SET OF TASKS.
- A) Rewrite the paragraph of the patent text that begins "The present invention is a method" as a short list of the method's steps, keeping its main facts.
- B) State whether each statement agrees with the patent text. Answer yes or no for each, quoting the deciding words. (i) The apparatus includes a sampler for sampling a voice signal. (ii) Application Ser. No. 07/592,330 was filed Oct. 3, 1990. (iii) The method selects the quantized reflection coefficient with the largest log-spectral distance.

SOURCE TEXT.
--

US 20050021329 A1
The present invention is a method for determining linear predictive coding filter parameters for encoding a voice signal. The method includes sampling a voice signal, grouping the samples into a plurality of frames, generating a plurality reflection coefficients for each frame of samples, quantizing the reflection coefficients, generating spectral coefficients from the quantized reflection coefficients, selecting a quantized reflection coefficient having the smallest log-spectral distance between a quantized spectrum, and an unquantized spectrum and, converting the selected quantized reflection coefficient to linear predictive coding (LPC) filter coefficient.
1. A method for determining linear predictive coding filter parameters for encoding a voice signal, the method comprising:
sampling a voice signal;
grouping the samples into a plurality of frames;
generating a plurality reflection coefficients for each frame of samples;
quantizing said reflection coefficients;
generating spectral coefficients from said quantized reflection coefficients;
selecting a quantized reflection coefficient having the smallest log-spectral distance between a quantized spectrum and an unquantized spectrum; and,
converting the selected quantized reflection coefficient to linear predictive coding (LPC) filter coefficients.
2. The method of
3. The method of
4. The method of
5. The method of
6. An apparatus for determining linear predictive coding filter parameters for encoding a voice signal, the apparatus comprising:
a sampler for sampling a voice signal;
an analyzer for generating a plurality of reflection coefficients for each frame of samples, each frame comprising a plurality of samples;
a quantizer for quantizing the reflection coefficients and for generating spectral coefficients from the quantized reflection coefficients;
a selection unit for selecting a quantized reflection coefficient having the smallest log-spectral distance between a quantized spectrum and an unquantized spectrum; and,
a conversion unit for converting the selected quantized reflection coefficient to linear predictive coding (LPC) filter coefficients.
7. The apparatus of
8. The apparatus of
9. The apparatus of
10. The apparatus of
This application is a continuation of U.S. patent application Ser. No. 10/083,237, filed Feb. 26, 2002, which is a continuation of U.S. patent application Ser. No. 09/805,634, filed Mar. 14, 2001, now U.S. Pat. No. 6,385,577, which is a continuation of U.S. patent application Ser. No. 09/441,743, filed Nov. 16, 1999, now U.S. Pat. No. 6,223,152, which is a continuation of U.S. patent application Ser. No. 08/950,658, filed Oct. 15, 1997, now U.S. Pat. No. 6,006,174, which is a file wrapper continuation of U.S. patent application Ser. No. 08/670,986, filed Jun. 28, 1996, which is a file wrapper continuation of U.S. patent application Ser. No. 08/104,174, filed Aug. 9, 1993, which is a continuation of U.S. patent application Ser. No. 07/592,330, filed Oct. 3, 1990, now U.S. Pat. No. 5,235,670, which applications are incorporated herein by reference.

--

Point annotation dataset records

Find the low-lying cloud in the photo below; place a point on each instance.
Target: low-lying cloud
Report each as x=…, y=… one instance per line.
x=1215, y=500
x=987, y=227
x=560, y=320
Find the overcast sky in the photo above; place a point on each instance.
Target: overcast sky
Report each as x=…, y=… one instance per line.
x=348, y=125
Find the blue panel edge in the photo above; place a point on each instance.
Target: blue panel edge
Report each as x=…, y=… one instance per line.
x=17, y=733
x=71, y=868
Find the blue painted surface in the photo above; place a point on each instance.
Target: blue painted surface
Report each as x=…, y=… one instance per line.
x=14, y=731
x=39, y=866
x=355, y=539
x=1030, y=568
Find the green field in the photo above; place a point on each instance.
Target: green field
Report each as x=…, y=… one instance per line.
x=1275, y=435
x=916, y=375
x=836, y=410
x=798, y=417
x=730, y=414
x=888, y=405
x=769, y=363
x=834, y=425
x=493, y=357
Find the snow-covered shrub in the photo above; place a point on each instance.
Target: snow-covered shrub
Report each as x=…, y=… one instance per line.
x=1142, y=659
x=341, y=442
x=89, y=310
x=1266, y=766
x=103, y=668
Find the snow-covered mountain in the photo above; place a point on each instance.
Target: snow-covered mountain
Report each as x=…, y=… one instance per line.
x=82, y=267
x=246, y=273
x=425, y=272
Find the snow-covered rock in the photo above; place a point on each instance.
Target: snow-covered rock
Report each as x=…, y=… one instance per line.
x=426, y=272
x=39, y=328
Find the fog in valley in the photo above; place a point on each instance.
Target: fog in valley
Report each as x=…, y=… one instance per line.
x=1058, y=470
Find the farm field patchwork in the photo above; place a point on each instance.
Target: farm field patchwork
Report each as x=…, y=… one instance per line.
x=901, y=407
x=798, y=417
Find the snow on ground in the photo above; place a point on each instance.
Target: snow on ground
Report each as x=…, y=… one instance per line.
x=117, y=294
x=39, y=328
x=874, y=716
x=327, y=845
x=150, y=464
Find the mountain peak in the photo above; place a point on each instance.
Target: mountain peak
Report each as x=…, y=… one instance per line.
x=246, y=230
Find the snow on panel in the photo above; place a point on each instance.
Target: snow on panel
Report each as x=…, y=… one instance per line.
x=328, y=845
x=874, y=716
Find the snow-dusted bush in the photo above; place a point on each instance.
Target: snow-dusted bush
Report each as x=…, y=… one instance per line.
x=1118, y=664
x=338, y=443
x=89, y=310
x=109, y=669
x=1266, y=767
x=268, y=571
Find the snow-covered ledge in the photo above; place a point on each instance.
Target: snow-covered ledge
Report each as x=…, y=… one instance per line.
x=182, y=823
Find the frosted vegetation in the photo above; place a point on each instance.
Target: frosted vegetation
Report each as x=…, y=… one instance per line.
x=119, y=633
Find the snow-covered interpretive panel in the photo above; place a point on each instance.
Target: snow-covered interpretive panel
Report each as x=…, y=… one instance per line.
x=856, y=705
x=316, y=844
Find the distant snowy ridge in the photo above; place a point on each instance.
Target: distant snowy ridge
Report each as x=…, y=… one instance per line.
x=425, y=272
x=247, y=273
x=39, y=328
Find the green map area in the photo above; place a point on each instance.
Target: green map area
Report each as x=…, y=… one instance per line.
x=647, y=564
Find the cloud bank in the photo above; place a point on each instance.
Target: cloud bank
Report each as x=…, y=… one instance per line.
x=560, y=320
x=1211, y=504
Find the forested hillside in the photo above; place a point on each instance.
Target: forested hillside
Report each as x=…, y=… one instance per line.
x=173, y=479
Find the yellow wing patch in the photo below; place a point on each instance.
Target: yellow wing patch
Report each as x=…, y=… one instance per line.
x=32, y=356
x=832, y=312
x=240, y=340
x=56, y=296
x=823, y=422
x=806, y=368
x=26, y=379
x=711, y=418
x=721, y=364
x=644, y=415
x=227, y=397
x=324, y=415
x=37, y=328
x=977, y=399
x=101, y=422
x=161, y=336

--

ANSWERS FOR THE EXERCISE.
- A)
The invention is a method for determining linear predictive coding filter parameters to encode a voice signal. Its steps are:
- Sample a voice signal.
- Group the samples into frames.
- Generate reflection coefficients for each frame.
- Quantize the reflection coefficients.
- Generate spectral coefficients from the quantized reflection coefficients.
- Select the quantized reflection coefficient with the smallest log-spectral distance between a quantized and an unquantized spectrum.
- Convert the selected coefficient to LPC filter coefficients.

- B)
(i) Yes: "a sampler for sampling a voice signal"
(ii) Yes: "Ser. No. 07/592,330, filed Oct. 3, 1990"
(iii) No: "having the smallest log-spectral distance between a quantized spectrum and an unquantized spectrum"